YOUR GOAL:
Leaving the pictures aside, write out the whole listing below exactly.
::::::
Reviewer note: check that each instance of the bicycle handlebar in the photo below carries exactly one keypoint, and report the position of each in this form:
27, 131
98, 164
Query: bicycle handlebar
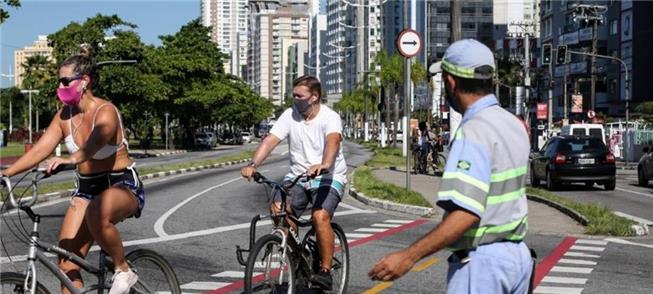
36, 171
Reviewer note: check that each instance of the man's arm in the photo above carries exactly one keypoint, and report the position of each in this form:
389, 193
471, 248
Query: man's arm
397, 264
269, 143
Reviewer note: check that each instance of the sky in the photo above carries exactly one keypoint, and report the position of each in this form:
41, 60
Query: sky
42, 17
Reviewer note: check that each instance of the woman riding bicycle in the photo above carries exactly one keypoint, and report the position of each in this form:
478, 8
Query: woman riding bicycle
108, 188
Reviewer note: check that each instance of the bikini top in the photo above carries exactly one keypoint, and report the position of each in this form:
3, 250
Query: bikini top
107, 150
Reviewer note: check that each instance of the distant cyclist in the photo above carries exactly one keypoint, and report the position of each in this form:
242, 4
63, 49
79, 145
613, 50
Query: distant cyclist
314, 134
108, 188
482, 188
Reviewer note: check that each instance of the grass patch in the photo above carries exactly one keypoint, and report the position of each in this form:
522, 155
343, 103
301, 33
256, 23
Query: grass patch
601, 221
12, 149
370, 186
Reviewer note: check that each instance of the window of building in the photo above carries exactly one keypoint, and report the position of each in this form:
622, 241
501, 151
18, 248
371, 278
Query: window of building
614, 27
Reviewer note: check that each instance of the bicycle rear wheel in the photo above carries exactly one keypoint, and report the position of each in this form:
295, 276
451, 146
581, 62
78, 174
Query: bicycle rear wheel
14, 283
155, 275
267, 270
340, 261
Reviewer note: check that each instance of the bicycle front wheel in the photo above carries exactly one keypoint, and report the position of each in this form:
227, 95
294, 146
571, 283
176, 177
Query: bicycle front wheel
14, 283
267, 270
155, 275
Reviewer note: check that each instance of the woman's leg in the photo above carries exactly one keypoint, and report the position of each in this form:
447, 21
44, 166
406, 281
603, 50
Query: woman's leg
74, 237
112, 206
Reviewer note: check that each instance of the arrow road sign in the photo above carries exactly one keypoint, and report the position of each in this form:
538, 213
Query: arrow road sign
409, 43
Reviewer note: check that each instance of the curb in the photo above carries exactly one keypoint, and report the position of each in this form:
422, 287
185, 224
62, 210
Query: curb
67, 193
389, 205
564, 209
637, 229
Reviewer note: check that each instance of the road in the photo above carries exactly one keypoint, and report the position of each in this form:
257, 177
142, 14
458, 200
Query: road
196, 220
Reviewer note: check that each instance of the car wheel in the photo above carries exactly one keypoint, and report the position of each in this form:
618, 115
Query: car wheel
641, 179
535, 182
610, 185
551, 185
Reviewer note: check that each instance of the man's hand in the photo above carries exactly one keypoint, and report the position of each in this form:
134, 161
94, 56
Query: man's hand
248, 171
55, 162
392, 266
315, 170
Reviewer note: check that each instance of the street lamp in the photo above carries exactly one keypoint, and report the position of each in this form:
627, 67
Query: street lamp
29, 93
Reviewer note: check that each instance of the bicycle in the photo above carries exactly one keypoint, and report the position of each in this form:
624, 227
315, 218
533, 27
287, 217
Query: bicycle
155, 275
287, 263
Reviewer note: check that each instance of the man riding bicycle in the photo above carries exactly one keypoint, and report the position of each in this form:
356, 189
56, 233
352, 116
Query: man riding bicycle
314, 134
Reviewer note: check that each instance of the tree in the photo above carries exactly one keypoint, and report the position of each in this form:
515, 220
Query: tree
4, 14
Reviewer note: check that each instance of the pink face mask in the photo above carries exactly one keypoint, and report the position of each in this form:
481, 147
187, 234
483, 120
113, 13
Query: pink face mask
69, 95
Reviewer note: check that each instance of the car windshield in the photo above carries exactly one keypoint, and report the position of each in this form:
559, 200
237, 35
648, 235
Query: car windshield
584, 145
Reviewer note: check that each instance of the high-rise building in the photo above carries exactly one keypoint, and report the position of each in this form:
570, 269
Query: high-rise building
228, 21
274, 27
39, 47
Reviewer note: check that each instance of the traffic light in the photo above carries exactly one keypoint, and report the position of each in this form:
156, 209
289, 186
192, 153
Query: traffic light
562, 54
546, 54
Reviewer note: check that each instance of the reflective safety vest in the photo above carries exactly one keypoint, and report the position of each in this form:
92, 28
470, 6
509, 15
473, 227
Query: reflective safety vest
485, 174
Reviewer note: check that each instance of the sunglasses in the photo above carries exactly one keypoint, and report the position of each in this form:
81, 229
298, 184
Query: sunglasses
65, 81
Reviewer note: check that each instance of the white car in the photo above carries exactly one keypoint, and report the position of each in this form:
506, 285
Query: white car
247, 137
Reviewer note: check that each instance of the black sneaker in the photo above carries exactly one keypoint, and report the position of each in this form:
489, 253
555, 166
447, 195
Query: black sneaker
323, 280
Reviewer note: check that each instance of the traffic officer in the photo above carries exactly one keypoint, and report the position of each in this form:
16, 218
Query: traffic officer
482, 189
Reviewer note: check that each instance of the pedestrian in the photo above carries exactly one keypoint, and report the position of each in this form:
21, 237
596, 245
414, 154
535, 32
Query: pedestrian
314, 135
108, 188
482, 189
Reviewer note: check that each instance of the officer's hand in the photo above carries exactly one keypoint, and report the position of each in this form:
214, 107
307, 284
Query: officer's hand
247, 172
392, 266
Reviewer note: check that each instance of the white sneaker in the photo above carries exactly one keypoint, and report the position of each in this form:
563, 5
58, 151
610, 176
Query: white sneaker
123, 281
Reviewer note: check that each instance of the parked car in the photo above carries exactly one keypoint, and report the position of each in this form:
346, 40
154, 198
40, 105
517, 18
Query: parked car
567, 159
246, 136
206, 139
645, 167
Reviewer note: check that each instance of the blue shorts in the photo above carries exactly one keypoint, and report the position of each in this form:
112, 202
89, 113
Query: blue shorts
321, 192
501, 267
89, 186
::::::
SOLUTION:
Reviewer note: check that each instance of the bicycle handlebar in the photo below carries exactly one keypoint, and report the position of each in this form:
27, 131
98, 164
Query: bicycle handlebar
36, 171
Reviewer note: check that each instance of the man's arm in the photo above carries exactly one keypoint, and report the position of each in this form:
389, 193
471, 248
Query: man's arm
397, 264
269, 143
Reviewer note: check that each instance of the sky in the photo above carries exactly one keypoint, and report the position of each in this form:
41, 60
Query: sky
42, 17
Reviewer note: check that each instance of the woman riding bicycle in the photo above carries exactly one keypoint, and report the position of each in this form:
478, 8
Query: woman riding bicycle
108, 188
Reviewer note: check that each instance of the bikini top in the photo above carries exactly one keypoint, and report the position of each in this form:
3, 250
Query: bikini top
107, 150
Reviewer note: check that each instance of the distant cyclist in the photo above carries exactly one keypoint, and report the position of each in this form:
242, 4
63, 49
79, 145
613, 50
Query: distant cyclist
314, 134
108, 188
482, 188
Reviewer note: check that each instance of the grass patch in the photo above carries exactly one keypoint, and report the position of each in this form:
522, 155
343, 103
301, 33
256, 23
Query: grass patch
601, 221
12, 149
370, 186
Reviewer note: check that each instance of the window of building in the photo above carries exactly one keypoint, and report the position of each in this form:
622, 241
501, 151
18, 248
371, 278
Query: window of building
614, 27
Reviewer note: check that each instance of the bicycle rear wheel in the photo above carries exactly one keypoint, and report the position of each in this form:
295, 276
451, 146
581, 62
78, 174
Query: bicycle rear wheel
14, 283
155, 275
267, 270
340, 261
Reviewer note: check that each instance of the bicycle front wheel in the photo above carries exactly one keypoint, and report the position of each in this form:
227, 95
294, 146
571, 283
176, 177
Query: bicycle front wheel
14, 283
267, 270
155, 275
Reviewer note: check that each instance of the woman's leg in the photo above carries exactly one keypoint, and report the position of each in this form:
447, 21
44, 166
406, 281
603, 50
Query: woman's leg
74, 237
112, 206
Reviewer note: check that each instance of the arrow road sign in the photo above carries exactly one keypoint, and report the position of each in this form:
538, 213
Query: arrow road sign
409, 43
Reviewer note: check that each instance of the curb in the photo above carries exactly one keypoint, and report the position of each in this form:
422, 287
185, 224
62, 210
Query: curb
67, 193
389, 205
564, 209
637, 229
Reviewer note: check that each instance of the road in the photo above carries exactly one keypoint, and report the position of each in this form:
257, 177
142, 14
458, 200
Query: road
196, 220
Reviewer note: check that each instance of the car wheel in the photo above carries exactly one keypoint, and report the position of each in this form:
618, 115
Query: car wheel
641, 179
535, 182
610, 185
551, 185
Reviewer note: check that each instance of the man's hand in the photo above carries exactly one keypoint, and report the position of each in this form:
134, 161
94, 56
Query: man's hand
248, 171
55, 162
392, 266
315, 170
Reviewer note: check that each instance of the street lamp in the photo above carries exactly one keypoint, and report the position of each in this form:
627, 67
Query: street lamp
29, 93
Reviewer note: check that each instance of the bicycle in the photo above carries exactly one keypoint, and report the position of each in this form:
624, 227
315, 218
533, 27
287, 217
Query: bicycle
155, 275
287, 263
Reviewer note: check that each instance of the man riding bicycle in the photo above carries exactly one keypoint, and report the position of each in this form:
356, 189
56, 233
352, 116
Query: man riding bicycle
314, 134
Reviewer note: check that each instance of the tree in the photo above carries exactly one keypoint, and report the position of each in this form:
515, 220
Query: tree
4, 14
Reviewer note: check that each instance of the pink face mask in the photo above carries exactly one keypoint, and report the position of each in this form:
481, 147
187, 234
483, 120
113, 13
Query: pink face mask
69, 95
Reviewer note: check that each instance of the car windshield in the photo above carries exactly one keypoint, and report the position of each in this form:
559, 200
237, 35
648, 235
Query: car windshield
584, 145
Reviewer note: check that each instance of the high-rise building in the photo above carries exactly one keypoint, and report the position of each in this form:
570, 269
Query: high-rise building
228, 21
274, 27
39, 47
Reviewer note: check that each instance of the traffic light in the photo above carries exactly one keypoint, and report the position of each in this form:
156, 209
289, 186
192, 153
Query: traffic light
562, 54
546, 54
Reviewer note: check that each instance of the reflective safety vest in the photo above carries exactly one keypoint, and report the position of each in this form:
92, 28
470, 6
509, 15
473, 227
Query: reflective safety vest
485, 174
Reviewer note: check that each instance of the sunglasses in the photo above carries exactly one keypoint, and report the position of each in this form:
81, 229
298, 184
Query: sunglasses
65, 81
Reviewer note: check that each instance of the white car in the photo above carries exactly one keypoint, and report the position of each in this form:
506, 285
Query: white car
247, 137
Reviewer note: check that each instance of the black sneaker in the photo above carries exactly one keypoint, and report the position of each in this form:
489, 253
555, 166
447, 195
Query: black sneaker
323, 280
Reviewer note: check that each instance of the traffic officer in the photo above carries exactly one keypoint, and report the position of each in this form:
16, 218
Query: traffic officer
482, 189
Reviewer note: check that each instance of the pedestrian in the photo above carries exactly one keypoint, and report the position of each in this form:
21, 237
596, 245
414, 154
535, 32
Query: pedestrian
314, 135
108, 188
482, 189
Reviewer note: check that each instance of the officer's hand in the photo above carries exactly one keypoint, and report the position of each in this form:
214, 107
307, 284
Query: officer's hand
247, 172
392, 266
Reviewer note: check that each instance of the white sneaker in the photo above carries exactly one keypoint, and report the position of each in this form:
563, 5
58, 151
610, 176
Query: white sneaker
123, 281
Reviewer note: check that each instance of the parked car in the photo above carries exactly one keypoint, and report the position of each in this form:
346, 40
154, 198
40, 105
517, 18
Query: parked car
567, 159
246, 136
206, 139
645, 167
Reviewer note: check that each instance of the blue shorts in the photo above carries exactly one keypoint, and report the position of each in this form:
112, 202
89, 113
Query: blue shorts
321, 192
501, 267
89, 186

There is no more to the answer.